§ **EXERCISE BRIEF**:
All that is wanted is an exact copy of the line containing "of the street" and the lines after it, through the end of the records.

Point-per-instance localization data
***
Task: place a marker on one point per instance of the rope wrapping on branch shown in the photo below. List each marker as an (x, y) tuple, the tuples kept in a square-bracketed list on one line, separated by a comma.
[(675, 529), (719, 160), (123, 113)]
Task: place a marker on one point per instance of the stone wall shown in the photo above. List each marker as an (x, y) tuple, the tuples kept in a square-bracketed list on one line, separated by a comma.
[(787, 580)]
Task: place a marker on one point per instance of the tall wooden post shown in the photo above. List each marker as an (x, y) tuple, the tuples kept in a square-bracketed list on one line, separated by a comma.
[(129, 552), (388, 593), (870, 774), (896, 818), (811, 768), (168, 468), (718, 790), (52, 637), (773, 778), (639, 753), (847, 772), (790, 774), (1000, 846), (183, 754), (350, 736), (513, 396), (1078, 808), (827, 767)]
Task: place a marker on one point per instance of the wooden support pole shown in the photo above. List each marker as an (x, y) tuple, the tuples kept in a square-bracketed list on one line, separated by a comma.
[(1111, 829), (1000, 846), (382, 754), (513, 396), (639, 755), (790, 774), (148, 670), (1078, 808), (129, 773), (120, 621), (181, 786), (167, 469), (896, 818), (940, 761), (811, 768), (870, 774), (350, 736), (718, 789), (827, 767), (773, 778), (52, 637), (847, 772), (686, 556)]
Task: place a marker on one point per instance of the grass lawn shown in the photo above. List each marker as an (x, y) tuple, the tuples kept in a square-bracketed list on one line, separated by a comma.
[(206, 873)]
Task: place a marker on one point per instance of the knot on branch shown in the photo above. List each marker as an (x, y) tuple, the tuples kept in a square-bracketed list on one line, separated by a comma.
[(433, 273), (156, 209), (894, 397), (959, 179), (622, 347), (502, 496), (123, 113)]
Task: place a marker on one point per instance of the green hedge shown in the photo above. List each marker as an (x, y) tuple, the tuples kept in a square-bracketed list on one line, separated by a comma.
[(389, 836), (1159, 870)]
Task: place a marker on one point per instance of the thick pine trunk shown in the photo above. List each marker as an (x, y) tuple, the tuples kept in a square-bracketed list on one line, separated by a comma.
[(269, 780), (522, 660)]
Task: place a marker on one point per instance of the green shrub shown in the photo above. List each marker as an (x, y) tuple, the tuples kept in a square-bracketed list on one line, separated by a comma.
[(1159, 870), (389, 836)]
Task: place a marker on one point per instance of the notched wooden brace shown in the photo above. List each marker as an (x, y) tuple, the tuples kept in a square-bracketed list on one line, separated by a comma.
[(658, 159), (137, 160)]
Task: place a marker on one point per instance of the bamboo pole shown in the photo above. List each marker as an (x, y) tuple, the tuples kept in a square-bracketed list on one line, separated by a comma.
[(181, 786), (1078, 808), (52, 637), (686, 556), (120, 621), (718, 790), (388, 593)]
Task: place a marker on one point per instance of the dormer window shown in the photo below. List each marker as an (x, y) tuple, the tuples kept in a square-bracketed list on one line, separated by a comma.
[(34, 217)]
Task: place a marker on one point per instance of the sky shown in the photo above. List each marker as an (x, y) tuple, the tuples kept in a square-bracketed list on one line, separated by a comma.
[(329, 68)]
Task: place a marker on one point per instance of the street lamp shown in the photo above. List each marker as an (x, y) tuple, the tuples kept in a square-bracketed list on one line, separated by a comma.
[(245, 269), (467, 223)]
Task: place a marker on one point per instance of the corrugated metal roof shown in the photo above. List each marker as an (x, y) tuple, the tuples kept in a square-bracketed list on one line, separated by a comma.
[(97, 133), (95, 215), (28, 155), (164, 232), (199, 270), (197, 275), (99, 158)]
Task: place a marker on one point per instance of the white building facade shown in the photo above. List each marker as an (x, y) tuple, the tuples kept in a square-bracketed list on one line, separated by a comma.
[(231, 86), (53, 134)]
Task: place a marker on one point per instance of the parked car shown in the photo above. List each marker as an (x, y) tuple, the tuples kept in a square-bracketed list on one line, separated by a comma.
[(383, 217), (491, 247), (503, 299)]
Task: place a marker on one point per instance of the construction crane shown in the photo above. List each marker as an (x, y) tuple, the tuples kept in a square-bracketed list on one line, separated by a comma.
***
§ **RESULT**:
Task: place a marker on one point per instance of the street lamp shown in the photo above. List each marker as an (x, y) tuple, the tuples kept in a square-bracketed list on one line, separated by a comma.
[(245, 269), (467, 223)]
Task: place a marker on one point per instance of the corrugated metal roof shown in the photo above. List each marker as an (x, y) tuple, the tuples kept in a square-bracketed list on one line, separated by a comma.
[(97, 133), (95, 215), (28, 155), (164, 232), (199, 270), (197, 275), (99, 158)]
Task: place a marker on one point per instance of the white building facade shown in the photo above. List each marker as an (x, y) tuple, the tuples kept in a square-bracketed list on one line, separated by a comma.
[(231, 86), (53, 134)]
Task: place a marker on one point per instance of the parked car shown in the photo above. List each marker as an (x, y) tuple, the tuples kept in a square-bracketed list on one line, separated by a comma.
[(383, 217), (491, 247), (503, 299)]
Task: place a marker on one point per instance of the construction crane shown in the photo above. List each marker as an (x, y) tuple, the tuples kept in a square-bracketed list on one line, separated by a comma.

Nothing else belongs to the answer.